• _Task description_: Nothing below is to be printed except the lines between the line holding "In this exercise you will tag every instance of the arch-shaped" and the line holding "In this exercise you will tag every instance of the clear", inclusive, each exactly as it appears.

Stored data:
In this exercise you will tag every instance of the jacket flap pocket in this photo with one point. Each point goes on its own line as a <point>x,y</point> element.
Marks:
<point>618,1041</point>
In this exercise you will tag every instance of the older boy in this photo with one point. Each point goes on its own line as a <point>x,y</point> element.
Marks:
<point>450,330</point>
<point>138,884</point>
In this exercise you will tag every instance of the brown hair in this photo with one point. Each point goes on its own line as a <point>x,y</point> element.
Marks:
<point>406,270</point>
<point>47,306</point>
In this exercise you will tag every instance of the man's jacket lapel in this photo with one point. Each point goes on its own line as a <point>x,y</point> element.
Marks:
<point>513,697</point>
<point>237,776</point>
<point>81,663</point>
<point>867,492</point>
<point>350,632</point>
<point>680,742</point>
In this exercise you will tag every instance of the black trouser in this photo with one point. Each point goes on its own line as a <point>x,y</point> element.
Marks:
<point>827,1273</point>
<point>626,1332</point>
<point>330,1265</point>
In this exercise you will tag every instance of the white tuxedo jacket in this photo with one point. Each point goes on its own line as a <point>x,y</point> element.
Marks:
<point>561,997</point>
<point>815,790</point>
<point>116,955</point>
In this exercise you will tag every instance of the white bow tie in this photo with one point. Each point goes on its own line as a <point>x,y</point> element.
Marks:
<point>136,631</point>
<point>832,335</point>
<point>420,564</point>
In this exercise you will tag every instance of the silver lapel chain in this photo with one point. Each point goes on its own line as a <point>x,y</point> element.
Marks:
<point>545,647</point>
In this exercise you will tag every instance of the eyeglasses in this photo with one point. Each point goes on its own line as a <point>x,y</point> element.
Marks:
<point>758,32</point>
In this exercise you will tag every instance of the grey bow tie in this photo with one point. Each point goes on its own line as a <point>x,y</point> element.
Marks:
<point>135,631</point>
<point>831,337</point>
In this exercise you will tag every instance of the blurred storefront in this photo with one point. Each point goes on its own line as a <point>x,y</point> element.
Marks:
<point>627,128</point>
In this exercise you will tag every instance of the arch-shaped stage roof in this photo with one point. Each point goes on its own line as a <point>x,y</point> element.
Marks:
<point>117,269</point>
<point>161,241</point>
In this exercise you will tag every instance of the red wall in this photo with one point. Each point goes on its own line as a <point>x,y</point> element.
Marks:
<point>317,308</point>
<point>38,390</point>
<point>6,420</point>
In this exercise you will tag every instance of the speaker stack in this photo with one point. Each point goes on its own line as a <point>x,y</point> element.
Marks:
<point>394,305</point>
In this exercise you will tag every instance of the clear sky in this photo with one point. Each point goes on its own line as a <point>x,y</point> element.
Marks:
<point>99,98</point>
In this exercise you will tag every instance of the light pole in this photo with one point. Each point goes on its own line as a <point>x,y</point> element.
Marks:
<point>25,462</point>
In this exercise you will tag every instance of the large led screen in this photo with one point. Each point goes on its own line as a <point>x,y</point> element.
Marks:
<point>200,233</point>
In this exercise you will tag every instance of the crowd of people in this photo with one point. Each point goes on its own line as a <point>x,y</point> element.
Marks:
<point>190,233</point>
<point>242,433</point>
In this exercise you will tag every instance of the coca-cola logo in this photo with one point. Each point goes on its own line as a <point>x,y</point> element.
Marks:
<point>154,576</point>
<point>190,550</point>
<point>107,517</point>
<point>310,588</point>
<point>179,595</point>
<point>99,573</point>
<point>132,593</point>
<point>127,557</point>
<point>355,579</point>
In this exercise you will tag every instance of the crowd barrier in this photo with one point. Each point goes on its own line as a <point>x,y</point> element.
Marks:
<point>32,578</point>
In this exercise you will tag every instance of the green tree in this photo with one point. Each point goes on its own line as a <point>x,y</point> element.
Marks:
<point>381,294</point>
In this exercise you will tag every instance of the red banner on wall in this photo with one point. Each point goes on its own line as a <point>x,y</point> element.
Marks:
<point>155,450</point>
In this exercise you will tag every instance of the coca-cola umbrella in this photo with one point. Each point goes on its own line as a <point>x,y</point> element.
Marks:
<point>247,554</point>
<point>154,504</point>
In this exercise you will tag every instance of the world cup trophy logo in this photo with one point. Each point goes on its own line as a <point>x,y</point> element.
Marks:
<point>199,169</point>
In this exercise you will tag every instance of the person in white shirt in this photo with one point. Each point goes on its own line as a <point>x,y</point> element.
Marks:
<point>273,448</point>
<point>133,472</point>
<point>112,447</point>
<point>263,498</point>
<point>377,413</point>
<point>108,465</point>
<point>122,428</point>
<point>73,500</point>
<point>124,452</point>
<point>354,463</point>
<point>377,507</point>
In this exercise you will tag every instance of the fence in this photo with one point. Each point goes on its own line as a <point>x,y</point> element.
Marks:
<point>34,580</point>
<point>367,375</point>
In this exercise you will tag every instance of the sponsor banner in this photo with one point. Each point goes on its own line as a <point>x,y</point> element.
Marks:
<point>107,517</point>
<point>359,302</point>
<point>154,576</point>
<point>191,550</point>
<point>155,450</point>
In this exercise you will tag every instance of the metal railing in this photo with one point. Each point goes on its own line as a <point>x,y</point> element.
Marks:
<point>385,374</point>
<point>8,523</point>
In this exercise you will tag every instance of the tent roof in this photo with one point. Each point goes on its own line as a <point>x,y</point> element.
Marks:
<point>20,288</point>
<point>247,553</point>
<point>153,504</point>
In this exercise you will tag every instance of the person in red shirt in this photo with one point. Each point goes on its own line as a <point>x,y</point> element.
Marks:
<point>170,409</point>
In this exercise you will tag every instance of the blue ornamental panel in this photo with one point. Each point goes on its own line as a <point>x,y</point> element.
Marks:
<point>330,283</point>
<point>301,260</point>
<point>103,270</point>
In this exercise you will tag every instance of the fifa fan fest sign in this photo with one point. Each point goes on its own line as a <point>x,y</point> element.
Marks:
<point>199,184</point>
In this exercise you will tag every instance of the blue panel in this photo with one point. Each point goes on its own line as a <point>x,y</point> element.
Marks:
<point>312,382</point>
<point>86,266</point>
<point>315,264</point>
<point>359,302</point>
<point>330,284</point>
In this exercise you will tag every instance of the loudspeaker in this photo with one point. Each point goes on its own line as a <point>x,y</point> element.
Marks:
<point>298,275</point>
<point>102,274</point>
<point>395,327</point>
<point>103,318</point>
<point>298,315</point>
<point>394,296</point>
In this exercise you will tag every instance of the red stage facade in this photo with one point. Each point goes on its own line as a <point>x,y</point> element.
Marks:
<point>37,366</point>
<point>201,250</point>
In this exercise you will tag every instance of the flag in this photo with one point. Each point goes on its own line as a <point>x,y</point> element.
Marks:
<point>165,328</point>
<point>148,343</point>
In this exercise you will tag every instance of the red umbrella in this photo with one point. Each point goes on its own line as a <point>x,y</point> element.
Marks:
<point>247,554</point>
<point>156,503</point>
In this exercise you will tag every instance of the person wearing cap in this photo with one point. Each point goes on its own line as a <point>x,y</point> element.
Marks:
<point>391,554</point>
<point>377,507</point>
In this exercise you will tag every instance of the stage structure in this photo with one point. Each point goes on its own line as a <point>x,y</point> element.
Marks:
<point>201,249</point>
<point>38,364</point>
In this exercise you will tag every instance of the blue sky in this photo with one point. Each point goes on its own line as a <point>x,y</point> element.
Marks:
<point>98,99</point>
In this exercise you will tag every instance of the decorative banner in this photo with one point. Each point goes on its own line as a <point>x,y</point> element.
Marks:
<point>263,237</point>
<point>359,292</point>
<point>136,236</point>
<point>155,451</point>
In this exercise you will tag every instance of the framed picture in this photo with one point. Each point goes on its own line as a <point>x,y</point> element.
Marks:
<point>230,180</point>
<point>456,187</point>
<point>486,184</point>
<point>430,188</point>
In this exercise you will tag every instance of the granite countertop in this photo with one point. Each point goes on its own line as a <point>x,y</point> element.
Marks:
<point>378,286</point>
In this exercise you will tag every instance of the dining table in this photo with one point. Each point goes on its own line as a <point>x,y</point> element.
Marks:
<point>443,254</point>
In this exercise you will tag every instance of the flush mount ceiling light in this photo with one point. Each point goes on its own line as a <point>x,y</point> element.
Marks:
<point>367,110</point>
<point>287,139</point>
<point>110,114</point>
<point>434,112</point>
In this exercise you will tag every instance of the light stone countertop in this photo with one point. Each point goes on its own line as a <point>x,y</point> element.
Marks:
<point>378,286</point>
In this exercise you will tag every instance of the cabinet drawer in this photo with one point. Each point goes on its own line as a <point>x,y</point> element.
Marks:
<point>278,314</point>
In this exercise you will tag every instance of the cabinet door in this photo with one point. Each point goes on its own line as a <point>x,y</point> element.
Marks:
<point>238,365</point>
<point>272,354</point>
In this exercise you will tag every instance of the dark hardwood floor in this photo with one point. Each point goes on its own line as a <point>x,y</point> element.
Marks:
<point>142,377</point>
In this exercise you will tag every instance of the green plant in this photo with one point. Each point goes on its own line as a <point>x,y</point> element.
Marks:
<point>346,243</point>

• _Solution below_:
In this exercise you will tag every instance of the arch-shaped stage roof in this photo with one point. Each point goes on its own line as a <point>x,y</point> element.
Marks:
<point>117,269</point>
<point>161,241</point>
In this exercise you will tag every instance of the red wall in this photo with one point. Each point goes on its own line as a <point>x,y</point> element.
Marks:
<point>317,308</point>
<point>38,390</point>
<point>6,420</point>
In this exercise you will tag every instance of the speaker stack in this photo with one point. Each point goes on its own line as a <point>x,y</point> element.
Marks:
<point>394,305</point>
In this exercise you will tag every instance of the clear sky in this photo with one point. Each point goes on its own line as a <point>x,y</point> element.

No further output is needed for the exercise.